_Reading passage_
MR. COLWELL: What about the problem with the municipalities? They have more control over zonings and what the land can be used for. How can that be addressed with the municipalities individually? I have heard several times in your conversation you are quite concerned about how the municipalities in general work with the - or lack of work - farming industry.

MR. NASON: Well, I think your chairman would probably agree with me. Municipalities look at land as revenue. It is real property. It is something you can tax. The highest value returns the highest tax so naturally the Town of Wolfville would look at the marsh that is within their town boundaries as being a better resource for their tax system with a shopping centre on it than it is left in agriculture land. There is tax revenue there for them. I was involved in local government, that is how I viewed land.

The problem is that basically what is being done now here is that there has been an expressed interest by both levels of government. Sure this land should be protected but what people are saying is that the farmers should be the ones who should absorb the cost of protection and that is what preferential tax treatment does, it compensates the owner of that agricultural land to some extent for keeping that land in agricultural production. There are some jurisdictions in the U.S. where states have floated a bond issue and bought the development rights to agricultural land to protect that land for the future. They float a bond issue and use the money to pay the owners of agricultural land for their development rights so that land use cannot be changed. They have compensated the landowner for it.

[Page 16]

I don't think farmers in this province can be left, it is the same as the endangered species legislation. It is a case where rural landowners are being asked to absorb the full cost of protecting endangered species. Rural landowners or agricultural landowners should not be forced to absorb the full cost of protecting agricultural land and if you ask municipalities to do it, what they will do is zone it for agriculture which means it loses its value for development so the farmer, basically, loses equity. In some cases, it is that equity that allows him to go to the bank and borrow operating capital to get through a few bad years. It is a complex problem. There are no easy solutions but a place to start, it was started in 1978 and last year that small start was thrown out.

_Problems to work on_
- 1) In the transcript on farmland protection, how do some U.S. states pay owners of agricultural land for their development rights?
- 2) Carry on the transcript on farmland protection from its final sentence.

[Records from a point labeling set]
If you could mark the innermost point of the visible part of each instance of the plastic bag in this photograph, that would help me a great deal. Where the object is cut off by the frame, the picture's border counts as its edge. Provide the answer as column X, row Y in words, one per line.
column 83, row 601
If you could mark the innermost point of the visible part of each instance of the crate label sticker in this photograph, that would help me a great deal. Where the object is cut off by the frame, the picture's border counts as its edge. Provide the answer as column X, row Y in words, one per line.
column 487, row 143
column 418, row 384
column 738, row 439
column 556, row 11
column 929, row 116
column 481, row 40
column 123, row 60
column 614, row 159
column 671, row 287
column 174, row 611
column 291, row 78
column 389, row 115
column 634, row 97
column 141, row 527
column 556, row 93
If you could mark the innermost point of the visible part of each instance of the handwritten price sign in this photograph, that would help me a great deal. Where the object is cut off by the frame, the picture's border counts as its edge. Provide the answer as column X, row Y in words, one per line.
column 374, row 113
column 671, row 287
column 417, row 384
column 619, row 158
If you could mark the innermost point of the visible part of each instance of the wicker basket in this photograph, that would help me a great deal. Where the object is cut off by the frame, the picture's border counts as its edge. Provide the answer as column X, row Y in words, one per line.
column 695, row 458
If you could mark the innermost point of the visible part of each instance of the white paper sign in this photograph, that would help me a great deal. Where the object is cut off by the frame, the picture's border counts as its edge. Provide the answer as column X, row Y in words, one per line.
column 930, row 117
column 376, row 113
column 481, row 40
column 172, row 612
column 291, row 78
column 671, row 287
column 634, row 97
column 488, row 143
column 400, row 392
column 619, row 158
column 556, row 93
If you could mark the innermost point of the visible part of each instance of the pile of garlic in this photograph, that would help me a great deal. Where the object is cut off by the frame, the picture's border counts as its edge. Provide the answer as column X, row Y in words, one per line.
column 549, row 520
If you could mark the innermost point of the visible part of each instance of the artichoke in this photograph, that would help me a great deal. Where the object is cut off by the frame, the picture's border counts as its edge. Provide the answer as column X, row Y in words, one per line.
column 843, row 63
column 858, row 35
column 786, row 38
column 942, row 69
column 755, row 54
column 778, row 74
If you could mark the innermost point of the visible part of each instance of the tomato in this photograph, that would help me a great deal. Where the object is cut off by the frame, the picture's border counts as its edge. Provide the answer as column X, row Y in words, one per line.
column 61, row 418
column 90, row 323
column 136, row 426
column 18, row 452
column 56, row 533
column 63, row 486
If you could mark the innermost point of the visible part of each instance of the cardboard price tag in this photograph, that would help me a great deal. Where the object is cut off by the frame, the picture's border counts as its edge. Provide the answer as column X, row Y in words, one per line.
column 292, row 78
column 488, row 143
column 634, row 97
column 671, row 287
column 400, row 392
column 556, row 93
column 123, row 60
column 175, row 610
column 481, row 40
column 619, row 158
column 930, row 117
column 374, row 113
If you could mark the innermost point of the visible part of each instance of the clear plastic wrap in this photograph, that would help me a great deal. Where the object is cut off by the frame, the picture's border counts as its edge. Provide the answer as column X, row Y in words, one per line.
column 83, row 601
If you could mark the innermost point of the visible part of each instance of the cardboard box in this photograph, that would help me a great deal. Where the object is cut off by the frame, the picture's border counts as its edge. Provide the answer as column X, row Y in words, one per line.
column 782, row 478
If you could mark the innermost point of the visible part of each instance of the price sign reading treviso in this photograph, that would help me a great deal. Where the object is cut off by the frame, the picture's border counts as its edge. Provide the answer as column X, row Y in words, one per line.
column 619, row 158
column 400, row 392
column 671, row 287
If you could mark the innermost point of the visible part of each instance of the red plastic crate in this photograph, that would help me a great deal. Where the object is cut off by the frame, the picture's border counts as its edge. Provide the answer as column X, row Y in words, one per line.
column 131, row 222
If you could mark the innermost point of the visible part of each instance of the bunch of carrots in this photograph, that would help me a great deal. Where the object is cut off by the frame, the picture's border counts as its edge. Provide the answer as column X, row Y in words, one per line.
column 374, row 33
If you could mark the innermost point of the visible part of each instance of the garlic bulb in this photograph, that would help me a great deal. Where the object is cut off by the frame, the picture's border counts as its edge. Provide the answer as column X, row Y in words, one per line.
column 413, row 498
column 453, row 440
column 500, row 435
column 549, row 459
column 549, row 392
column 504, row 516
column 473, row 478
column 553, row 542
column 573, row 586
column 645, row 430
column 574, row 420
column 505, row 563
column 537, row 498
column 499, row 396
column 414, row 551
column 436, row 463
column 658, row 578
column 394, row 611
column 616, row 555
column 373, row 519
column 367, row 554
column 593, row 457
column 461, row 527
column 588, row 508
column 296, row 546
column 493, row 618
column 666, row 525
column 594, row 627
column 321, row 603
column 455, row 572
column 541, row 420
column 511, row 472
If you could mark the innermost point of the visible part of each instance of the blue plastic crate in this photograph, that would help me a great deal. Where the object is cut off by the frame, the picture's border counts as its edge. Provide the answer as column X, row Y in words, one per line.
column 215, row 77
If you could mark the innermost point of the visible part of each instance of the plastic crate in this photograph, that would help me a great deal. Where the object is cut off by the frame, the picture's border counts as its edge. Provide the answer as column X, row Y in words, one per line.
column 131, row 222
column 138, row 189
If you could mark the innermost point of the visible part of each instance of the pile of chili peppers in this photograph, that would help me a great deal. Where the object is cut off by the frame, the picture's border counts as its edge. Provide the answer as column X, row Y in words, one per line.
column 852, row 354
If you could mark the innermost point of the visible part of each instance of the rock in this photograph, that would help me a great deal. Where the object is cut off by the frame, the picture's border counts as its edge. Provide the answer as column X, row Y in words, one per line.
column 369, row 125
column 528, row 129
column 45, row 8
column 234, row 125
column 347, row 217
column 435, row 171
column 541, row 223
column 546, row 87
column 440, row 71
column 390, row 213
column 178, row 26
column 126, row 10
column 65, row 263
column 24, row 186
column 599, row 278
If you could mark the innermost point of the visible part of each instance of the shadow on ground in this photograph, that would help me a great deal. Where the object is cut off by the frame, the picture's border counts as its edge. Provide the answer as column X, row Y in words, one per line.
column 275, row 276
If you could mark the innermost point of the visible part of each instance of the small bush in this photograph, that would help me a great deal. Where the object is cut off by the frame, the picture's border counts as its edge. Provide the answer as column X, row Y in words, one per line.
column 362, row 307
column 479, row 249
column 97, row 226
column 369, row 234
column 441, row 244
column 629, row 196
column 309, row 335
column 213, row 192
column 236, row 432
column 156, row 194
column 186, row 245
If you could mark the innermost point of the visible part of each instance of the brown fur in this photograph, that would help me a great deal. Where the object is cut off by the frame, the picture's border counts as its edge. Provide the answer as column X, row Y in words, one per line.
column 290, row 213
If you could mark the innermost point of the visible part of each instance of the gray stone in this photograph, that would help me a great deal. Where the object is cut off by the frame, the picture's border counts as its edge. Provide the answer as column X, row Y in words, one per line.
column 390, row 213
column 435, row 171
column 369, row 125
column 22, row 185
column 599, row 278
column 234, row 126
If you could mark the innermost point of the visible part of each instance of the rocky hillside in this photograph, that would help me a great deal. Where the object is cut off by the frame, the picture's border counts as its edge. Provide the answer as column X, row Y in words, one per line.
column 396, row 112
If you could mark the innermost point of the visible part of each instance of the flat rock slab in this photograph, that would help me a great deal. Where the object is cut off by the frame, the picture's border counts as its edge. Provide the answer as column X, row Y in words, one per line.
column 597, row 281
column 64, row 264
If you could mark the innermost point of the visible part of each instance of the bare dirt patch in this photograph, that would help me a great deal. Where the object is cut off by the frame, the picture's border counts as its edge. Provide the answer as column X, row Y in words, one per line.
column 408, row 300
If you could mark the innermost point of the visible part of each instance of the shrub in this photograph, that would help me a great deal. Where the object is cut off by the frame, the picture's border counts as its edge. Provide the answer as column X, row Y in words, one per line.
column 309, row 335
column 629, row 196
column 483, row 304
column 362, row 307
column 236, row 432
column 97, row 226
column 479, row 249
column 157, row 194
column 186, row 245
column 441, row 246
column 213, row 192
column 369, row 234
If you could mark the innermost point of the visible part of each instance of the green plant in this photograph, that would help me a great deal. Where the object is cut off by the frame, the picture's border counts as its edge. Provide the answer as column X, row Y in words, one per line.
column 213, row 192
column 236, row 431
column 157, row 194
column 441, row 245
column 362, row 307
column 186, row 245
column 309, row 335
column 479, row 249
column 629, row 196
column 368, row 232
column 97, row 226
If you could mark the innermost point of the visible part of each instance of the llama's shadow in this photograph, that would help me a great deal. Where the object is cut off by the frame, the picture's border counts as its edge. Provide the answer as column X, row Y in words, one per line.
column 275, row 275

_Expected answers_
- 1) They float a bond issue and use the money to buy the development rights.

- 2)
[2:00 p.m.]

MR. MCINNES: They are not making any more land.

MR. BRUCE HOLLAND: I don't know if this pertinent, Mr. Chairman. I will let you be the judge. It probably shows my ignorance but why are beef prices down so low?

MR. VAN OOSTRUM: I think the main thing is that beef had gone up to get its high peaks and get the low ones again but this time the low end is low, low, low.

MR. HOLLAND: Is it because there is a lot on the market?

MR. VAN OOSTRUM: There is a lot on the market but it usually levelled out. The last couple of weeks it seems to level out a little but nobody can predict the future. The other thing is that really beef in Nova Scotia shouldn't be as low but we are allowed to bring beef in. Somebody was in Canning in the store the other day and there was boxed beef in from Kansas. It is ridiculous. Let's be honest. I know we are getting beef in from Ontario and from out West but why do we have to let boxed beef come in from Kansas. I don't know if I answered your question.

MR. HOLLAND: Well, is the industry itself expanding in Nova Scotia?

MR. VAN OOSTRUM: It could be expanding. We bring in, I think I did rough figures, I think we bring in, in Nova Scotia, about $30 million worth of beef a year and we are having a hard time to sell our own because the major chain stores, it is easier for them to order let's say two or three railway cars of beef and they say, oh we can't bother with that one store in New Minas, you support. You give beef on there. We get some government-inspected plants in the Valley and all through the province but you still don't seem to get through to those bigger chain stores to move the beef.

MR. KENNETH MACASKILL: Along the same line, we don't see the price down on the shelves in the supermarkets, so if the price of beef is low, who is making the money?

[Page 17]

MR. VAN OOSTRUM: That is a good question. I don't like to commit on that because I know one of our former presidents did comment on that about a year ago and he got a real dirty letter from one of the big beef outfits out West. Isn't that right, Laurence? (Interruptions)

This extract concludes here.